An exact transcription of the data below, complete and unaltered, is the expected answer.

[AVAILABLE DATA]

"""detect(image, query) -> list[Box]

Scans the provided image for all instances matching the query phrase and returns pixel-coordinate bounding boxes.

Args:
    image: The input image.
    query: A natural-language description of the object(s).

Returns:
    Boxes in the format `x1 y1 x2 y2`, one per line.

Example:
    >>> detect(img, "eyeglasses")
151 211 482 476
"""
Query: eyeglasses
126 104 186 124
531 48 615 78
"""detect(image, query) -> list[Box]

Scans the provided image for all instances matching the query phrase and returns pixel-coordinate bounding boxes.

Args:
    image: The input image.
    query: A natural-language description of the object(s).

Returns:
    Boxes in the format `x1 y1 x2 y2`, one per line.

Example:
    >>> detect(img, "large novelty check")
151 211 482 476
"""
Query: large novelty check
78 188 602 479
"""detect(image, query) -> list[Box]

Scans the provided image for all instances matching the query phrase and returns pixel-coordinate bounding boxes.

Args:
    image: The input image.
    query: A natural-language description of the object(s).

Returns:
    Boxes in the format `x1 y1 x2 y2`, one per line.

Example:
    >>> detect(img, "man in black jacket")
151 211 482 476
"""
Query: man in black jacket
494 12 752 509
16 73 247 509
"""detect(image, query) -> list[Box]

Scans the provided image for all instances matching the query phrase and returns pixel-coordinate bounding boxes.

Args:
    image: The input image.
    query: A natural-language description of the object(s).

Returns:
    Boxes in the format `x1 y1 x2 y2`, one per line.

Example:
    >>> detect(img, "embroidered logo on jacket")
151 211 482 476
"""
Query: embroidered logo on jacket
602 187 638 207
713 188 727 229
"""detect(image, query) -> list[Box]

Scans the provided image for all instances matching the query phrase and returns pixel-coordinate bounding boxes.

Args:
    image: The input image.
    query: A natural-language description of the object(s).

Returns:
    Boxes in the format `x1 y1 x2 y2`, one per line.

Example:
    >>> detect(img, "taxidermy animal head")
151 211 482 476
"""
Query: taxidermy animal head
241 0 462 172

[/AVAILABLE DATA]

TASK ANSWER:
"""detect(image, query) -> list[Box]

Scans the provided image for all instances matching the query phrase and returns pixel-coordinate bounding boxes.

Args:
    image: The input image.
    query: A natural-language description of the object(s).

Returns:
    Boxes in the format `x1 y1 x2 y2`, one per line.

Example:
    >>> detect(img, "eyeglasses")
151 211 482 476
"""
Query: eyeglasses
126 104 186 124
531 48 615 78
"""detect(image, query) -> list[Box]

Scans the provided image for all instances matching the query phrase and returns pixel-coordinate bounding boxes.

Args:
    image: The input image.
    query: A natural-language description of the object(s).

Returns:
    Boxes in the format `x1 y1 x2 y2`, one per line.

Example:
    >>> detect(img, "large novelty check")
151 211 482 476
"""
Query: large novelty check
78 188 602 479
"""detect(image, query) -> list[Box]

Scans the provided image for all instances matching the query phrase and returns pixel-coordinate bounding boxes.

Args:
    image: The input image.
    query: A natural-language description of the object(s).

Returns:
    Boxes in the format `x1 y1 x2 y2`, one per line.

Example:
    >>> detect(img, "man in black jacket")
151 211 482 476
"""
Query: man in black jacket
494 12 752 509
16 73 247 509
"""detect(image, query) -> list[Box]

Scans the provided image for all instances matching the query phrase and returns pixel-coordinate bounding boxes.

Args:
    image: The input image.
    query: A natural-language description of the object(s).

Returns:
    Boxes in the format `x1 y1 x2 y2`, one per line.

Example:
    >>> detect(img, "embroidered logo on jacket")
151 211 482 476
"""
Query: embroidered logo on jacket
602 187 638 207
713 188 727 229
"""detect(image, query) -> list[Box]

Scans the provided image for all instances matching the query phrase and returns pixel-coordinate bounding boxes.

Args:
    image: The input image.
    query: A natural-language description of the object(s).

Returns:
    Boxes in the format `x1 y1 x2 y2`, one per line.

Example:
    >>> detect(img, "taxidermy animal head")
151 211 482 476
"""
Query: taxidermy animal head
241 0 462 172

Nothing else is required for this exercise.